● TASK OBJECTIVE
Could you print every record below exactly as it appears?

Pointing records
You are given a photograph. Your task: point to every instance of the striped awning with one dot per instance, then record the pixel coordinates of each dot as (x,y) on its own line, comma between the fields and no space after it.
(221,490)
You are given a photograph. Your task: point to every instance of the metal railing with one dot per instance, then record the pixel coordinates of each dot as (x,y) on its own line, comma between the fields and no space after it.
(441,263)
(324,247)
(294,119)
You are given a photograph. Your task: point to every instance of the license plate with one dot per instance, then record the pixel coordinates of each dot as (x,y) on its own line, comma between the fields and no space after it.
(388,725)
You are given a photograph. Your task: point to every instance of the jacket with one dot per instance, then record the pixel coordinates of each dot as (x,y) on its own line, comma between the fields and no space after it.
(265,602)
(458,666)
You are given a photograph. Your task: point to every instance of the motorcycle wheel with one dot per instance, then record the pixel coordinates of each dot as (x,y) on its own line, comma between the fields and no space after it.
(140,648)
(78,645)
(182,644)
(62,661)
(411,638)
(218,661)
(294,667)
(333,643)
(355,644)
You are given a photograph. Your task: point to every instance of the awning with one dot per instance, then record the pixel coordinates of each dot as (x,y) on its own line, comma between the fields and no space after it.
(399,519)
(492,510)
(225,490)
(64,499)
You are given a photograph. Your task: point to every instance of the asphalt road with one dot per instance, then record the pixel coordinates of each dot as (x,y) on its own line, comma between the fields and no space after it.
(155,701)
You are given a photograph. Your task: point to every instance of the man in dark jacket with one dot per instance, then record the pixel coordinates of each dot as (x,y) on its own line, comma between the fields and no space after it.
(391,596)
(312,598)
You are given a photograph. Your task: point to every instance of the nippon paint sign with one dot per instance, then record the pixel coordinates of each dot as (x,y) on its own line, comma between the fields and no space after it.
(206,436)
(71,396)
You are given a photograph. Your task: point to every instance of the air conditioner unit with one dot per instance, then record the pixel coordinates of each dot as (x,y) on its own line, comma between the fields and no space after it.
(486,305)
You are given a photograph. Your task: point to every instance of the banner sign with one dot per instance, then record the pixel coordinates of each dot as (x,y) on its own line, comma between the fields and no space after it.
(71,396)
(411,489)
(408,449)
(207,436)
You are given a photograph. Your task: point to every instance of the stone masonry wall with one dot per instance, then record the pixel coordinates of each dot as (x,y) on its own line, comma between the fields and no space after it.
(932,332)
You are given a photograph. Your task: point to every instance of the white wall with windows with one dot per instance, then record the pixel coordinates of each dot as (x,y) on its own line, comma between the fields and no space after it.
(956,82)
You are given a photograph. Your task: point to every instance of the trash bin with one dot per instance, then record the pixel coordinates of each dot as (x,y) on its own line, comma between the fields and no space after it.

● IN RESPONSE
You are given a photograph. Your task: point to every instance of the striped awning with one dot per instance, then record the pixel coordinates of each dot as (x,y) on its own line, comma between the fields and no space after it.
(221,490)
You are given a photograph. Your task: point to every instance of the metal railing with one dot per instance, then record the pixel coordinates of each dot as (x,y) on its own line, comma between the fields and no space after it.
(441,263)
(324,247)
(294,119)
You are given a photograph. Your task: point to every instance of the license plate with one dot per instance, then record the pixel coordinates of each dot as (x,y) on its own line, comma between the fields and no space after it.
(388,725)
You are given a photograph. Your task: point to every instance of the jacket with one dot per instance, then record the pixel coordinates of each dot as (x,y) on its own line, comma between the fields and no space after it.
(265,602)
(458,666)
You are given a photograph. Your task: point to every instance of the motorcycle wheel with one dot per instance, then record the pixel coordinates of each dot as (x,y) on its own line, comma between the fields and no space after it.
(140,648)
(78,645)
(182,644)
(62,661)
(411,638)
(218,661)
(294,667)
(333,643)
(355,644)
You are given a photograph. Your task: point to every instance of the awning with one dot per instance, then record the pixel coordinates of each dot as (x,y) on its own line, comma between the fields and no space after it.
(399,519)
(492,510)
(225,490)
(64,499)
You are given a photograph. Your task: point to every instance of the asphalt road with one dot per instance, then record the pixel coordinates of each dot as (x,y) on its own line, comma between the fields and no space after it.
(155,701)
You are given a photograph. Your task: point to every instance of the man in dark jacket with one dot per instance, then record the pixel coordinates of each dot as (x,y) on its own line, comma between the fields and no space after it.
(391,596)
(312,598)
You are given a photograph. Your task: point to every instance of the nippon paint sign with one dot per instance, then record the pixel coordinates of each dot as (x,y) on its own line, comma between the fields and no space after it.
(206,436)
(71,396)
You are given a photograph. Your task: point to every instance of the air conditioner unit with one dot per instance, then record the pixel coordinates of each dot as (x,y) on its own line, comma between the fields and no space after it.
(486,305)
You are given a photograph. Your task: point to every instance of the banner sign with one dot per instance, then record the pixel coordinates of each dot as (x,y) on its own line, comma between the fields and no space after it.
(71,396)
(411,489)
(408,449)
(207,436)
You are given a photograph. Your task: point to every instance of the stone masonry wall with one dot per instance, then record the pixel coordinates of each dot as (x,y) on its own line, comma between the fields and no space after it.
(932,332)
You are given a photograph. Your task: point to every instance of the white wall with windows with one dot per instance, then record the pixel coordinates of each dot as (x,y) on its own line, comma between the fields and no space after it.
(956,82)
You are given a photograph. Your task: point to every instance of the trash bin with one dot per instance, then record the pixel coordinates of each dot as (x,y) on its own line, comma between the fields and no space after it.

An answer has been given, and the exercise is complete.